> **Task instructions**
Please count the lines in the entries below that include the word "green", and give only the number.

Natural language region descriptions
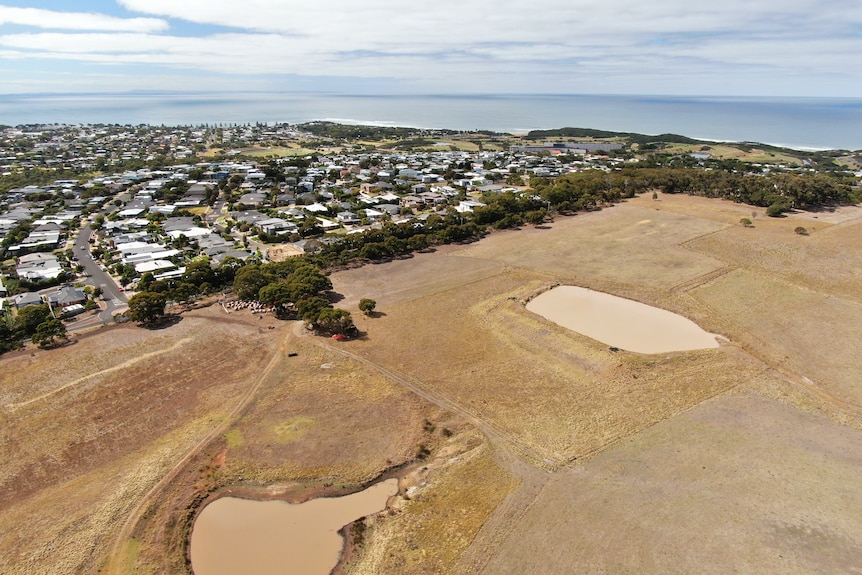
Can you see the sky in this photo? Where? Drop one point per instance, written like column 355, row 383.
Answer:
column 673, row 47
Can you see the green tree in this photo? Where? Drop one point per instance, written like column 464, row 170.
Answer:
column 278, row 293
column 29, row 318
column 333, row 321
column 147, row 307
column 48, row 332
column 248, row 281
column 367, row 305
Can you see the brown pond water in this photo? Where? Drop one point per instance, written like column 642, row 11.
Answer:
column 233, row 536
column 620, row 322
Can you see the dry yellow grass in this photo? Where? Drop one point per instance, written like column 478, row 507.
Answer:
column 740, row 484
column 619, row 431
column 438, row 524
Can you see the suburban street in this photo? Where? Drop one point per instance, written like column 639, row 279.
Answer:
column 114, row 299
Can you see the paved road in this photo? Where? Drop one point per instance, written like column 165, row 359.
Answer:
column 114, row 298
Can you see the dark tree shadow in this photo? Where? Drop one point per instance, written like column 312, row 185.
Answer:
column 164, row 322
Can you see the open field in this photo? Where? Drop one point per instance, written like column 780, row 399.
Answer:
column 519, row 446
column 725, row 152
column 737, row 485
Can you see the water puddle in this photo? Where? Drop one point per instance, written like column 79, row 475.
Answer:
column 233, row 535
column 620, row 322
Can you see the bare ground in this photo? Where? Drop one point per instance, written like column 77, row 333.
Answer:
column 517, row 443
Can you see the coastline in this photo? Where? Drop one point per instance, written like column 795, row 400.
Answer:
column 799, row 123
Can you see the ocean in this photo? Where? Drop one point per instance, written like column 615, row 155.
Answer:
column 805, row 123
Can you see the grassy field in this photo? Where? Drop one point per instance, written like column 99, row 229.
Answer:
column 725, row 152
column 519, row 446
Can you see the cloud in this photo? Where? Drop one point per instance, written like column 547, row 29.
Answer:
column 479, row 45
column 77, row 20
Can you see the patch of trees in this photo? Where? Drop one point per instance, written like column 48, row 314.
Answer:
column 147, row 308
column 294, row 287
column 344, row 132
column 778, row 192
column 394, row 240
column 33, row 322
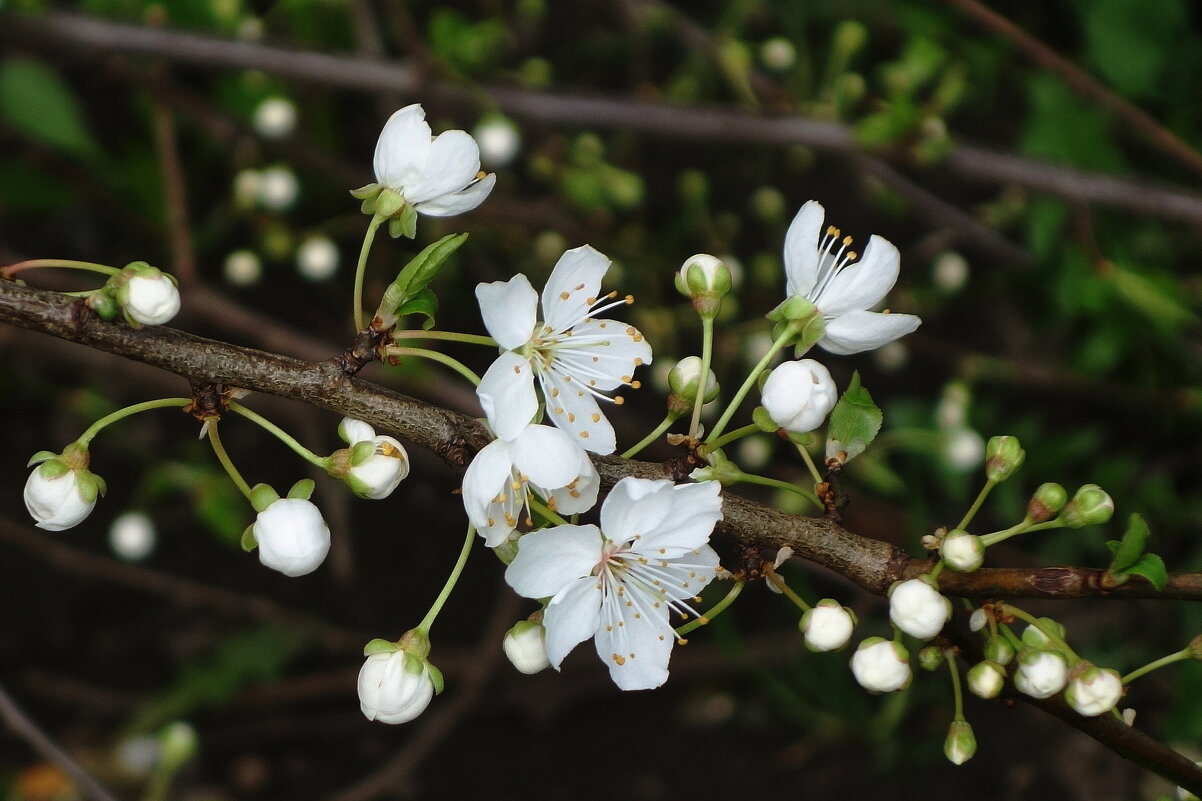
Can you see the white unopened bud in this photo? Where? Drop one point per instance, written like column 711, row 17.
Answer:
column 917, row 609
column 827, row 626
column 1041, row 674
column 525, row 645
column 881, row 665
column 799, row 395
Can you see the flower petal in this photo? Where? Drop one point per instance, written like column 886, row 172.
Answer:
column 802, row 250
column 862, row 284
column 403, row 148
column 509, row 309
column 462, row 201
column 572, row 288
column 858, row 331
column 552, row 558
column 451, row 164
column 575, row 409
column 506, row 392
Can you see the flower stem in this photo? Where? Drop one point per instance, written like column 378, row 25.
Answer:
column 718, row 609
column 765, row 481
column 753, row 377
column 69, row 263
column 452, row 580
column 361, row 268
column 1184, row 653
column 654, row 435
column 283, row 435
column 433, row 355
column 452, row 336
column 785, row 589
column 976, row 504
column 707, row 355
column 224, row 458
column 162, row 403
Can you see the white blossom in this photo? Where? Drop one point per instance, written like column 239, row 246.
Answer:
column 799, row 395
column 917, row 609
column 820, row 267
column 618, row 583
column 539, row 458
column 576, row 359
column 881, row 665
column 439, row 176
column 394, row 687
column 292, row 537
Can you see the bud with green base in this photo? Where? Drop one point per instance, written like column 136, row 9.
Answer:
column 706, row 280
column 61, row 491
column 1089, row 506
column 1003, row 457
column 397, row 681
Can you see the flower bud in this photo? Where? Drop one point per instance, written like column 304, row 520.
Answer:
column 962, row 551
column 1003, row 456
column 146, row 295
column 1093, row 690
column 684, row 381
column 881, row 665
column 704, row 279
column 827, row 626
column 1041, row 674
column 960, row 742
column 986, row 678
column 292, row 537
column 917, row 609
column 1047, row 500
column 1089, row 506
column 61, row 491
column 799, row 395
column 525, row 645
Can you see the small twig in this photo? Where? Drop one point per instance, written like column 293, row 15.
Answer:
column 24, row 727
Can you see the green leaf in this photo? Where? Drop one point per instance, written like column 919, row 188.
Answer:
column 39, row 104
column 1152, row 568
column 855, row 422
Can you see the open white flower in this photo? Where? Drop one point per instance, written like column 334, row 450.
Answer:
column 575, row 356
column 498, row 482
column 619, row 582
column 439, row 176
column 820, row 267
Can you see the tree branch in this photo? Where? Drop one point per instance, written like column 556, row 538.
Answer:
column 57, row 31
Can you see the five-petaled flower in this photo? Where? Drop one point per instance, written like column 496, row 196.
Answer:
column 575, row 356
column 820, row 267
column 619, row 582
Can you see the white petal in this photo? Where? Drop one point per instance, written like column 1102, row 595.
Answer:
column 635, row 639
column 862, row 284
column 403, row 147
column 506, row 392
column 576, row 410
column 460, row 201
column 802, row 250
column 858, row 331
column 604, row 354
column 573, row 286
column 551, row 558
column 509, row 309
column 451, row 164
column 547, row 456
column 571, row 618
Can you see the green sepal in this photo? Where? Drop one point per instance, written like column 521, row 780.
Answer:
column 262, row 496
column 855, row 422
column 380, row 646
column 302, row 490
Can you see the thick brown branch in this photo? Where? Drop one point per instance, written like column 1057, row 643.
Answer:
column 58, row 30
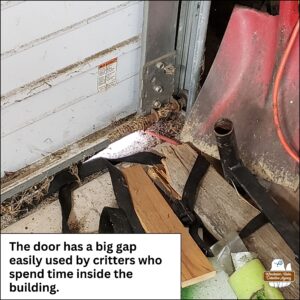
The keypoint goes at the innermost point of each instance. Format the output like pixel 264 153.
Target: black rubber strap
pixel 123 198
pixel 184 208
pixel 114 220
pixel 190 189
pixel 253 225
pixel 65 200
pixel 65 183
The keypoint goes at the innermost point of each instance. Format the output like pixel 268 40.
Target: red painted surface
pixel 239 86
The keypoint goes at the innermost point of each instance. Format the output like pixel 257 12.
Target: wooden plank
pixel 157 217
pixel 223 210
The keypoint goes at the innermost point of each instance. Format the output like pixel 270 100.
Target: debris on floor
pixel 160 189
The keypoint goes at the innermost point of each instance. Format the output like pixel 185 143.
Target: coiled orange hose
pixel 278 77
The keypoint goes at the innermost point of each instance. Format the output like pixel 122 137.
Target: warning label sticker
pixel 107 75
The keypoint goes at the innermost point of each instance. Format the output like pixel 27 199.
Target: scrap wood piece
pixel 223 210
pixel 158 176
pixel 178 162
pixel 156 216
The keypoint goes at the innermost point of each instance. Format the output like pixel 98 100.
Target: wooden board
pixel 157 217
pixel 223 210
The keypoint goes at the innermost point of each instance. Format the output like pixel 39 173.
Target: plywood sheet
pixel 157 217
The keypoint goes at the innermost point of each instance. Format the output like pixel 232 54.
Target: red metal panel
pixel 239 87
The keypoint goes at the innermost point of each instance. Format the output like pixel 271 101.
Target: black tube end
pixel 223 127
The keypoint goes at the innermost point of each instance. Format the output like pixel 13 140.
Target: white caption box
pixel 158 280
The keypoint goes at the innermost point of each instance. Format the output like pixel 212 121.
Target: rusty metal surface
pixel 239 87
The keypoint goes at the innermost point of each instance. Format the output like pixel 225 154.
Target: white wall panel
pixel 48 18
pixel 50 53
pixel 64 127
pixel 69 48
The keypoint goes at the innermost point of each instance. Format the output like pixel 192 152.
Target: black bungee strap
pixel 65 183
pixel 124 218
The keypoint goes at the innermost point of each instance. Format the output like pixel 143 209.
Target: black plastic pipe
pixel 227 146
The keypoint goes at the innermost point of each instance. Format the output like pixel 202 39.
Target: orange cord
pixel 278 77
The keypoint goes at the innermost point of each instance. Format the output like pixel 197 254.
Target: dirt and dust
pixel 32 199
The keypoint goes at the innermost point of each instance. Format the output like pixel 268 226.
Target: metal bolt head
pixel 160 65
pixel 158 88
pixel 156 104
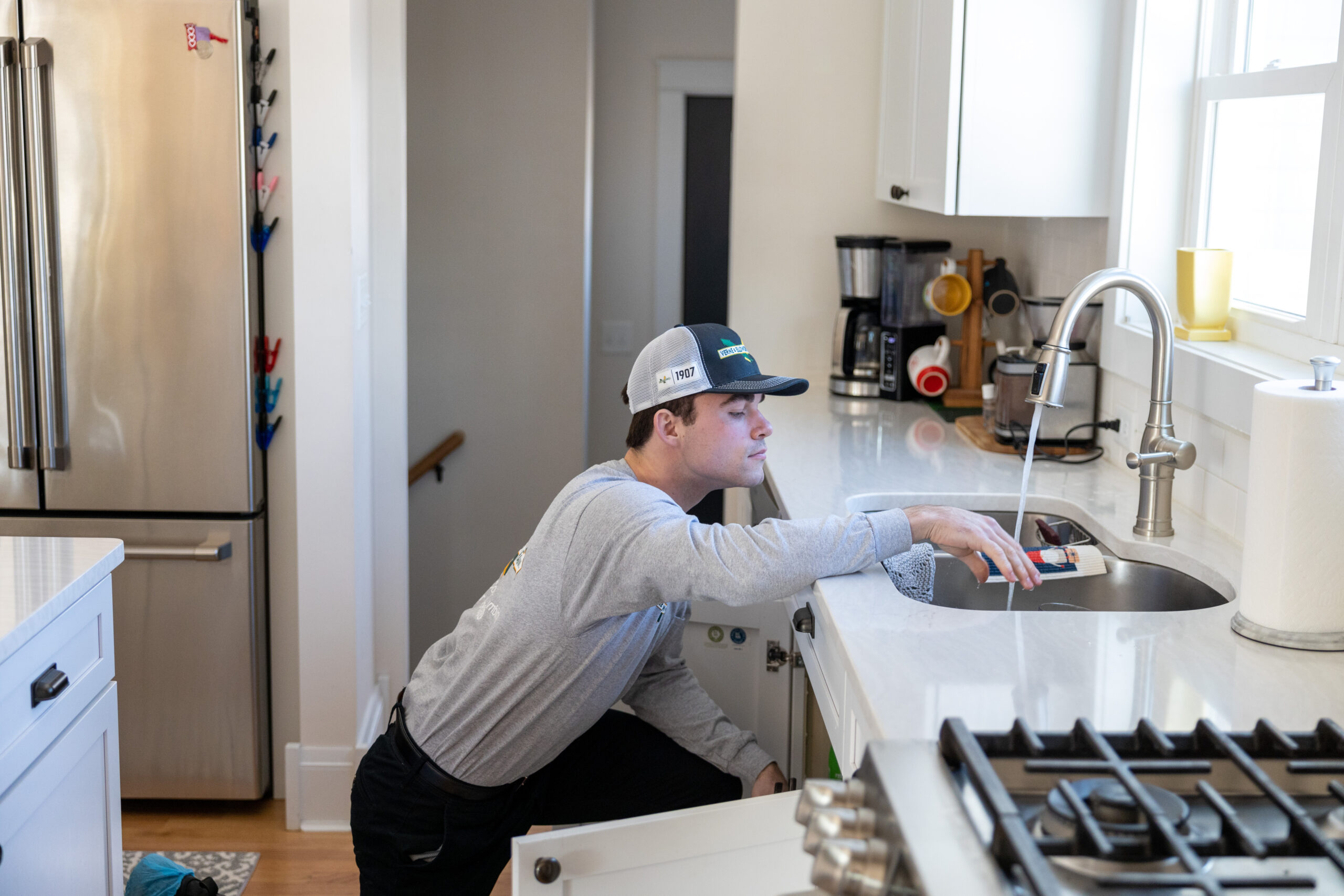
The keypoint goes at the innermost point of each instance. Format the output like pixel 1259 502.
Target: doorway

> **Written answer**
4